DIRECTIONS
a: According to the news article on the Ergenekon indictment, how many suspects does the indictment that went to court cover?
b: Carry on writing the news article about the Ergenekon indictment from the point where it ends.
DOCUMENT EXTRACT Block Start
Turkey Shocked By Allegations In Ergenekon Indictment


Southeast European Times
July 16 2008

A group of retired Turkish soldiers and hard-liner nationalists face
charges of belonging to an alleged "terrorist network" that aimed to
oust the Islamist-rooted government.

By Ayhan Simsek for Southeast European Times — 16/07/08

The indictment against the shadowy Ergenekon group went to court Monday
(July 14th), following a 13-month-long investigation. The indictment
covers charges against 84 suspects. An additional indictment to follow
will include charges against 20 other suspects detained early this
month. Retired four-star generals Hursit Tolon and Sener Eruygur,
the latter of whom chairs the Ataturkist Thought Association, are
the alleged leaders of the group.

Turkey’s secular opposition claims the government-backed case is
"revenge" for the ongoing closure case against the Islamist-rooted
ruling Justice and Development Party (AKP) at the Constitutional
Court. Both cases deepened Turkey’s worst political crisis in decades.

The 2,455-page Ergenekon indictment remains confidential, but
information leaked to the press includes sensational claims about
recent events in Turkey.

Istanbul Chief Prosecutor Aykut Cengiz Engin said on Monday that
alleged Ergenekon members face charges of "inciting others" to commit
several assaults, including last year’s Council of State shooting
and a hand grenade attack at the secular daily Cumhuriyet’s Istanbul

Observers initially attributed those incidents to radical Islamist
militants, portraying them as symptoms of a greater threat of Islamism
in the majority-Muslim but secular country. Earlier press reports
on Ergenekon alleged it had links to the murder of Turkish-Armenian
journalist Hrant Dink, though this did not appear in the indictment.

Engin said the suspects belonged to an "armed terrorist group"
that reporters identified as Ergenekon. "The terrorist organisation
mentioned in the indictment is not a separatist or ideological
organisation in the classic sense," Engin said. But still, it is
defined as a "terrorist group" under Turkish law.
DOCUMENT EXTRACT Block End
RECORDED DATA Block Start
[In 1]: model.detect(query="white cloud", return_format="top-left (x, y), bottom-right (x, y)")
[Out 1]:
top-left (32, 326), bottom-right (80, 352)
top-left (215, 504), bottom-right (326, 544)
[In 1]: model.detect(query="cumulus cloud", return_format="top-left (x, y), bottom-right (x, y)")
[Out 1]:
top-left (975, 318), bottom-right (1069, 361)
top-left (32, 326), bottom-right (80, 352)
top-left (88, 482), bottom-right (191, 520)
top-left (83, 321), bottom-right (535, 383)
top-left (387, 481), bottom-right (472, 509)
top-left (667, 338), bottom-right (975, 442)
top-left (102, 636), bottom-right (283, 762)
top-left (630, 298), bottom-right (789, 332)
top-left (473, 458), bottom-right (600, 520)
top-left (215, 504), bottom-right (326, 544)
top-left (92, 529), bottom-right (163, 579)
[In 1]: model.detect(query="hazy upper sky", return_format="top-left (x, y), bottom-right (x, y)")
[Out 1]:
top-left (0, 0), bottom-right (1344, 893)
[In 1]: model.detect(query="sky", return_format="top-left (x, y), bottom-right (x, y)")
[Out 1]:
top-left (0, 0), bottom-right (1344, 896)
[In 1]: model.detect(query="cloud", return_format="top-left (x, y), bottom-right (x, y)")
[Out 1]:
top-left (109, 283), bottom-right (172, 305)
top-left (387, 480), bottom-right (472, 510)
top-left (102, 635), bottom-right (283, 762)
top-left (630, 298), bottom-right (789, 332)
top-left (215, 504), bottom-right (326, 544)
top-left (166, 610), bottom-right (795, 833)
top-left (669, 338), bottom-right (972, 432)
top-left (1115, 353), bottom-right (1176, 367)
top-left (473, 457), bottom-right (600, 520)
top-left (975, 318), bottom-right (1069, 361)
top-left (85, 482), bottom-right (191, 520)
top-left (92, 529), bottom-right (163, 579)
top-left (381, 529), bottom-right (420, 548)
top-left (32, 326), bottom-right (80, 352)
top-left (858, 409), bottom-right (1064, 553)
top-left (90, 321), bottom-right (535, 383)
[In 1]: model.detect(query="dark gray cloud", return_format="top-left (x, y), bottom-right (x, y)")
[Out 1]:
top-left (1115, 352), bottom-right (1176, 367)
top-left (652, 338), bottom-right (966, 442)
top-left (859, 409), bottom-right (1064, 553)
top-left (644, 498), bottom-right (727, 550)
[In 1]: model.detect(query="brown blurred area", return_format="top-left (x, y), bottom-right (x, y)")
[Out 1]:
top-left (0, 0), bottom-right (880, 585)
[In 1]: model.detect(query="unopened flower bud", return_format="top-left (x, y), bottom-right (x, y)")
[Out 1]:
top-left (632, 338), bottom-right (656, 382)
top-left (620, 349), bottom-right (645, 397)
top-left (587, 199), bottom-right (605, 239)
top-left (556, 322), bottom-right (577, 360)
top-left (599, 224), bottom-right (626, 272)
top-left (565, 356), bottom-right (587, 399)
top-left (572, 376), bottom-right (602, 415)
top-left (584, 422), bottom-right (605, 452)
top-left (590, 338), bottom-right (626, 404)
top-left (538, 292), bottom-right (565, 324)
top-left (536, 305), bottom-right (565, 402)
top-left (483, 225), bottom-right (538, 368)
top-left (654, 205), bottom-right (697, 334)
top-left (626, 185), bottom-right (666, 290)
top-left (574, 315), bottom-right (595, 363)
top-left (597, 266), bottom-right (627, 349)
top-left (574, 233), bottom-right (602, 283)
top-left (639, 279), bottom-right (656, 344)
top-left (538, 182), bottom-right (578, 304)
RECORDED DATA Block End
ANSWERS BY TASK
a: 84 suspects

b:
The investigation started last year, when police discovered a house
full of ammunition and guns in Istanbul’s Umraniye district. Police
first detained a group of low-ranking veterans and members of a
criminal organisation, but the operation expanded to include hard-line
nationalist and secular politicians, journalists and other suspects,
after Turkey’s chief prosecutor asked the Constitutional Court to shut
down the ruling AKP, on the grounds that it was undermining Turkey’s
secular system.

The AKP denies influencing the judiciary on the case but makes no
secret of backing the probe.

The indictment claims that Ergenekon, allegedly under the control of
some retired generals and with links to active troops, aims at becoming
the real power in Turkey. Prosecutors say Ergenekon has far-flung
cells, including media personalities and assassins, but that those
cells have no contact with each other and receive instructions from
the top. The indictment claims Ergenekon has tried to develop chemical
and biological warfare and was behind drug trafficking in Turkey.

Despite these sensational claims, prosecutors have yet to advance
evidence of connections between known criminals under arrest
and the other suspects, namely, the ex-generals, politicians and
journalists known for strong opposition to the Islamist-rooted
government. Prosecutors say they have around 20 witnesses who will
testify while having their identities protected.

Eruygur is accused of preparing several failed attempts at a military
coup during and after his term as the commander of the gendarmerie
forces between 2002 and 2004. The general also faces charges of
plotting violent attacks and assassinations this year to provoke a
military overthrow of the AKP government.

The detained ex-generals insist they have done nothing illegal or
against the interests of Turkey, and the Turkish armed forces deny
any link to Ergenekon.

Despite the crisis, for some liberal thinkers, the process is an
important step in strengthening Turkish democracy. "This is the start
of a new period in Turkey," argued Ali Bayramoglu, a writer for the
pro-government Yeni Safak newspaper. "In a country where we had two
direct and two indirect military interventions, now for the first time
retired generals are brought into court for preparing coups," he said.

But not all pundits share Bayramoglu’s view. A leftist writer and
Ankara University scholar, Turker Alkan, believes that the probe
reflects a power struggle between secularists and Islamists rather
than a move towards higher democratic standards.

"In history, there is no example of a coup by retired generals," Alkan
wrote for his column in the Radikal daily. "And neither domestic nor
international conditions … could justify a coup in today’s Turkey."